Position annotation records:
• • • • • • •

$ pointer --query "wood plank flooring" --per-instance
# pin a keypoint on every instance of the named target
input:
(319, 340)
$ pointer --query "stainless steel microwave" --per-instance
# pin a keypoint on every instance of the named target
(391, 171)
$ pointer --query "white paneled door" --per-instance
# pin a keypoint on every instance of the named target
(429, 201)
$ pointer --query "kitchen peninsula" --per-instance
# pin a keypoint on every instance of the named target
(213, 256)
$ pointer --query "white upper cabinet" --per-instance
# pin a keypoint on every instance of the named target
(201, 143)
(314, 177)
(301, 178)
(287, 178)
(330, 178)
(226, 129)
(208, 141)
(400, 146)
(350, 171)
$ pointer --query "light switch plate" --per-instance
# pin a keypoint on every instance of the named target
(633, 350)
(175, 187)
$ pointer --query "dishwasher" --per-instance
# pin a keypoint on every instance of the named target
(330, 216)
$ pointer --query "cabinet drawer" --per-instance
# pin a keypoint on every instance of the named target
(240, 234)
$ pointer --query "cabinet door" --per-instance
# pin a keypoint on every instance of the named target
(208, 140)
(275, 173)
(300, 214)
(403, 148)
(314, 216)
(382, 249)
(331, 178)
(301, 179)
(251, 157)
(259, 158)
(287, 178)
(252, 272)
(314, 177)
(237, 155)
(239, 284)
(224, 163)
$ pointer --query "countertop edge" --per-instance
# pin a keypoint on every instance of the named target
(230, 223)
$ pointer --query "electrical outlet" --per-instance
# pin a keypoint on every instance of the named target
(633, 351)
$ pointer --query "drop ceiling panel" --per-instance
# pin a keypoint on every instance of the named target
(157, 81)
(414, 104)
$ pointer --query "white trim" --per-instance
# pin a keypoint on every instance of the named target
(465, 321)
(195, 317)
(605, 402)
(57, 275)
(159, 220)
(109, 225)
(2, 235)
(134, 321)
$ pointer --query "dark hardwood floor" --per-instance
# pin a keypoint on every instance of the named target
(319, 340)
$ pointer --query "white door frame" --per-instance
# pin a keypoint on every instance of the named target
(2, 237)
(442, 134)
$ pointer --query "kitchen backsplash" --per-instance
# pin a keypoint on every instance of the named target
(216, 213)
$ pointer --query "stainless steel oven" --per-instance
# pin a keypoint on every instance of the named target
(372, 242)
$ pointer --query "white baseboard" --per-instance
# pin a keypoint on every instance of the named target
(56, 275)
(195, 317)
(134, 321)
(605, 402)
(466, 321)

• • • • • • •

» **Short problem**: Without leaving anything out, give the entries again exactly.

» **Correct answer**:
$ pointer --query "wood plank flooring" --per-instance
# pin a keypoint on every instance of the named target
input:
(319, 340)
$ pointer --query "stainless steel microwave" --per-instance
# pin a keypoint on every instance of the named target
(391, 171)
$ pointer --query "white paneled door" --per-instance
# pin a keypoint on every instance of the named target
(429, 201)
$ pointer --query "kitchen peninsula" --per-instance
# pin a keypoint on every instance of the named target
(213, 256)
$ pointer --query "white upper cabinet" --per-instance
# pin a keypoint on every instance of the named target
(201, 143)
(314, 177)
(301, 178)
(287, 178)
(330, 178)
(226, 129)
(208, 141)
(400, 146)
(350, 171)
$ pointer --query "light switch plate" --per-instance
# pin a keypoint on every instance of the named target
(633, 350)
(175, 187)
$ pointer --query "dishwasher" --per-instance
# pin a keypoint on every instance of the named target
(330, 216)
$ pointer --query "cabinet drawer" --per-instance
# pin a keypoint on every instance of the named target
(240, 234)
$ pointer --query "cabinet door" --per-instance
# pin a keypoint on every instance of the named target
(208, 140)
(275, 173)
(300, 214)
(403, 148)
(314, 216)
(382, 249)
(331, 178)
(301, 179)
(251, 157)
(259, 158)
(287, 178)
(252, 272)
(314, 177)
(237, 155)
(239, 284)
(224, 163)
$ pointer --query "countertop edge" --per-instance
# pin a keypoint on every instance of the named target
(230, 223)
$ pointer --query "electrical outlet" --per-instance
# pin a keypoint on every instance of the named target
(633, 351)
$ pointer --query "drop ceiling panel" --per-instance
# pin a keypoint on every instance of the named target
(157, 81)
(414, 104)
$ pointer --query "white trim" --per-instance
# pin a keypoint on every instance of the named target
(465, 321)
(195, 317)
(605, 402)
(57, 275)
(159, 220)
(109, 225)
(2, 235)
(134, 321)
$ pointer --query "dark hardwood floor" --per-instance
# pin a keypoint on every instance of the named target
(319, 340)
$ pointer --query "white door frame" --per-instance
# pin a keypoint on every instance of the named target
(2, 237)
(442, 134)
$ pointer --query "kitchen backsplash" --per-instance
# pin a keypoint on every instance of the named target
(216, 213)
$ pointer --query "stainless steel oven" --per-instance
# pin a keypoint on every instance of the named target
(372, 242)
$ pointer --query "white baseboard" --per-instance
# pin a keypoint on every instance of the named target
(56, 275)
(195, 317)
(134, 321)
(605, 402)
(466, 321)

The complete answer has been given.